=== What you are asked to do ===
Reproduce each of the rows below, keeping every character unchanged.

=== Source rows ===

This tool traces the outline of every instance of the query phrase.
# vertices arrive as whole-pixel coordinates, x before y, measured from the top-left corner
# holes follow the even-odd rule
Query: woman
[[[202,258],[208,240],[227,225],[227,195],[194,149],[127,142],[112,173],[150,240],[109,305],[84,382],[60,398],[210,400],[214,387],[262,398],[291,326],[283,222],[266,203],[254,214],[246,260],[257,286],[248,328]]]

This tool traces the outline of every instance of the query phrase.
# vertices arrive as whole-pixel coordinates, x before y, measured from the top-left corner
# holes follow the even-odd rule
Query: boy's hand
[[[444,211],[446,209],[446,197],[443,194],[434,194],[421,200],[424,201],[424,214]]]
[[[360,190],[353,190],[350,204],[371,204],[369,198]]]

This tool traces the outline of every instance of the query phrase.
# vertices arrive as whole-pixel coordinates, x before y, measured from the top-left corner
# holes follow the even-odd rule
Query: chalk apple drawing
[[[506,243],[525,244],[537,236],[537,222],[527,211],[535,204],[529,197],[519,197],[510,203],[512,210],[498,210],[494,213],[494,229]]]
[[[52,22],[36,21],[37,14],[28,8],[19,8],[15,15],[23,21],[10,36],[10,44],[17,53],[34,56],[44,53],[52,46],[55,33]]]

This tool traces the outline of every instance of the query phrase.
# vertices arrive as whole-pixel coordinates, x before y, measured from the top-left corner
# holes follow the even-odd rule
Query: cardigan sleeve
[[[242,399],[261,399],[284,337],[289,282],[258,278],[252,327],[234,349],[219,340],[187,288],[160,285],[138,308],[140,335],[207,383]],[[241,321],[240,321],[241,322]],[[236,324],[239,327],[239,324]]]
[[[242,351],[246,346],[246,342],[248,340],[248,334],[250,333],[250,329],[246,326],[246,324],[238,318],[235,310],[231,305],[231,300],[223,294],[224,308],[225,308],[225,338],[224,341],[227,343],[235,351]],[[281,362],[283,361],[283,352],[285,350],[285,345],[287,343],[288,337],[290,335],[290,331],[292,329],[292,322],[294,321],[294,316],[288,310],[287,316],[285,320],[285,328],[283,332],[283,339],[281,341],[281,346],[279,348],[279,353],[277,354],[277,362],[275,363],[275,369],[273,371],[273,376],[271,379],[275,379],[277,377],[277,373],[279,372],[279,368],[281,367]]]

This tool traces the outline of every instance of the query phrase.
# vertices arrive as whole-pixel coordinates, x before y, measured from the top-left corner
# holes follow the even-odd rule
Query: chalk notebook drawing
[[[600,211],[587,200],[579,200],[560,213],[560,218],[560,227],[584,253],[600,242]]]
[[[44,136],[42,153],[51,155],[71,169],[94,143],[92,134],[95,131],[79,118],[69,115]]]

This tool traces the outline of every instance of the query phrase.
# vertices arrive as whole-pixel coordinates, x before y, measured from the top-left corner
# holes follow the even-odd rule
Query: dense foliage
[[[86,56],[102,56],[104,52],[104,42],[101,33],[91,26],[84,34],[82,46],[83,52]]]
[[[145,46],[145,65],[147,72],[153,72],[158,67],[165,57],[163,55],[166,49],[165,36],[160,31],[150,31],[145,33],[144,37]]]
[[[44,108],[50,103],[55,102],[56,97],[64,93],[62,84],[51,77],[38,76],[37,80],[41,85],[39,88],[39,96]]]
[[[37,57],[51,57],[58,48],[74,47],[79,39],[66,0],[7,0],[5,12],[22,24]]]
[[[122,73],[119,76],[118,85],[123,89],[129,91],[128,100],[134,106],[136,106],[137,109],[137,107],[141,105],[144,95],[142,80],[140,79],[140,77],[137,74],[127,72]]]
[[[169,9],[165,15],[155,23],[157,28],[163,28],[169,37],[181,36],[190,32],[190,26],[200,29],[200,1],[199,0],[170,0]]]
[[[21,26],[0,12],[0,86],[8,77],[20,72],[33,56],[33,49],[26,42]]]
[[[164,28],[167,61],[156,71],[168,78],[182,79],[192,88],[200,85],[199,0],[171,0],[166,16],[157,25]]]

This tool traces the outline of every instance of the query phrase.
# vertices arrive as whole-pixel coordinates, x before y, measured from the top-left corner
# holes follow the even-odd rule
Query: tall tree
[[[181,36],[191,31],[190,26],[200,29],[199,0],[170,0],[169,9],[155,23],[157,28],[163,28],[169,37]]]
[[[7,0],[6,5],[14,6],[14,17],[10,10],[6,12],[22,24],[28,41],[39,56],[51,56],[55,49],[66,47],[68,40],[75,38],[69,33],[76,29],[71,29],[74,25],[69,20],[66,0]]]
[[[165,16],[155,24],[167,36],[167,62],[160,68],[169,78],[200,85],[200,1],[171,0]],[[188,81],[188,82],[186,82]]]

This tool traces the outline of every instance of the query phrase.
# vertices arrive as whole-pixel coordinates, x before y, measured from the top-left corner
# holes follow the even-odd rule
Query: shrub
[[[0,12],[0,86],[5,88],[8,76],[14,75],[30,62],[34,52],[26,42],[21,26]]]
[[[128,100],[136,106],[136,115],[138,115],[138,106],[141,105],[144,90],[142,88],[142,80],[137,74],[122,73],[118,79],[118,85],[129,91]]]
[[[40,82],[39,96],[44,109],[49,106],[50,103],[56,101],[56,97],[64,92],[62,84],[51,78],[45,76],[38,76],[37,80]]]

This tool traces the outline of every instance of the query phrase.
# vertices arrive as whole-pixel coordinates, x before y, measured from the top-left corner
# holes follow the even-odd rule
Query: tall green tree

=== Right answer ===
This tool traces the outline of every instance of the query phrase.
# vertices arrive as whole-pixel coordinates, x before y, measured from the top-left corner
# holes follow the even-odd rule
Query: woman
[[[202,258],[208,240],[227,225],[227,195],[194,149],[127,142],[112,173],[150,240],[109,305],[84,382],[60,398],[210,400],[214,387],[262,398],[291,326],[283,222],[266,203],[254,214],[246,260],[257,286],[248,328]]]

This tool traces the outline of every instance of the query phrase.
# vertices arrive as whole-pixel coordinates, x before y, measured from the top-left corner
# holes follow the even-odd rule
Query: boy's hand
[[[444,211],[446,209],[446,197],[443,194],[434,194],[421,200],[424,201],[424,214]]]
[[[360,190],[353,190],[350,204],[371,204],[369,198]]]

This tool traces the outline of every instance of the query phrase.
# vertices arrive as whole-pixel coordinates, x before y, measured from the top-left corner
# holes follow the even-odd rule
Query: chalk apple drawing
[[[506,243],[525,244],[537,236],[537,222],[527,211],[535,204],[529,197],[519,197],[510,203],[512,210],[498,210],[494,213],[494,229]]]
[[[52,22],[36,21],[37,14],[28,8],[19,8],[15,15],[23,21],[10,36],[10,44],[17,53],[34,56],[44,53],[52,46],[55,33]]]

This tool traces the outline of every instance of the query phrase.
# vertices arrive as whole-pixel coordinates, x before y, measured from the top-left corner
# holes follow the even-odd rule
Query: cardigan sleeve
[[[242,399],[261,399],[284,337],[289,282],[258,278],[252,327],[234,349],[219,340],[187,288],[160,285],[138,308],[140,335],[207,383]],[[241,321],[240,321],[241,322]],[[236,324],[239,327],[239,324]]]
[[[242,351],[246,346],[246,342],[248,340],[248,334],[250,333],[250,329],[246,326],[246,324],[238,318],[235,310],[231,305],[231,300],[223,294],[224,308],[225,308],[225,338],[224,341],[227,343],[235,351]],[[281,362],[283,361],[283,352],[285,350],[285,345],[287,343],[288,337],[290,335],[290,331],[292,329],[292,322],[294,321],[294,316],[288,310],[287,316],[285,320],[285,328],[283,332],[283,339],[281,341],[281,346],[279,348],[279,353],[277,354],[277,362],[275,363],[275,369],[273,371],[273,376],[271,379],[275,379],[277,377],[277,373],[279,372],[279,368],[281,367]]]

This tool traces the outline of every instance of the query phrase.
# vertices arrive as whole-pixel coordinates, x before y, measured from the top-left corner
# holes follow the even-odd rule
Query: chalk notebook drawing
[[[600,211],[587,200],[579,200],[560,213],[560,218],[560,227],[584,253],[600,242]]]
[[[44,136],[42,153],[51,155],[71,169],[94,143],[92,134],[95,131],[79,118],[69,115]]]

This tool traces the outline of every instance of the query phrase.
# vertices arrive as whole-pixel coordinates, x before y, measured from the top-left corner
# holes follow the even-odd rule
Query: dense foliage
[[[86,56],[102,56],[104,52],[104,42],[101,33],[91,26],[84,34],[82,46],[83,52]]]
[[[145,46],[145,65],[147,72],[153,72],[158,67],[165,57],[163,55],[166,49],[165,36],[160,31],[150,31],[145,33],[144,37]]]
[[[44,108],[50,103],[55,102],[56,97],[64,93],[62,84],[51,77],[38,76],[37,80],[41,85],[39,88],[39,96]]]
[[[37,57],[51,57],[58,48],[74,47],[79,39],[66,0],[7,0],[5,12],[22,24]]]
[[[122,73],[119,76],[118,85],[123,89],[129,91],[128,100],[134,106],[136,106],[137,109],[137,107],[141,105],[144,95],[142,80],[140,79],[140,77],[137,74],[127,72]]]
[[[169,9],[165,15],[155,23],[157,28],[163,28],[169,37],[181,36],[190,32],[190,26],[200,29],[200,1],[199,0],[170,0]]]
[[[21,26],[0,12],[0,86],[8,77],[20,72],[33,56],[33,49],[26,42]]]
[[[164,28],[167,61],[156,71],[168,78],[182,79],[192,88],[200,85],[199,0],[171,0],[166,16],[157,25]]]

This tool traces the outline of every instance of the query phrase.
# vertices arrive as whole-pixel coordinates, x before y, measured from the top-left corner
# holes follow the even-odd rule
Query: tall tree
[[[181,36],[191,31],[190,26],[200,29],[199,0],[170,0],[169,9],[155,23],[157,28],[163,28],[169,37]]]
[[[7,0],[6,5],[14,6],[14,17],[10,10],[6,12],[22,24],[28,41],[39,56],[51,56],[55,49],[66,47],[68,40],[75,38],[69,33],[76,29],[71,29],[74,25],[69,20],[66,0]]]
[[[165,16],[155,24],[167,36],[167,62],[160,68],[169,78],[200,85],[200,1],[171,0]],[[188,81],[188,82],[186,82]]]

This tool traces the outline of every instance of the query phrase.
# vertices arrive as whole-pixel coordinates, x before y, measured from the top-left corner
# holes follow the even-odd rule
Query: shrub
[[[0,12],[0,86],[5,88],[8,76],[14,75],[30,62],[34,52],[26,42],[21,26]]]
[[[128,100],[136,106],[136,115],[138,115],[138,106],[141,105],[144,90],[142,88],[142,80],[137,74],[122,73],[118,79],[118,85],[129,91]]]
[[[40,82],[39,96],[44,109],[49,106],[50,103],[56,101],[56,97],[64,92],[62,84],[51,78],[45,76],[38,76],[37,80]]]

This tool traces the outline of every instance of the query phrase.
# vertices arrive as whole-pixel coordinates, x before y, measured from the top-left corner
# holes follow the even-odd rule
Query: tall green tree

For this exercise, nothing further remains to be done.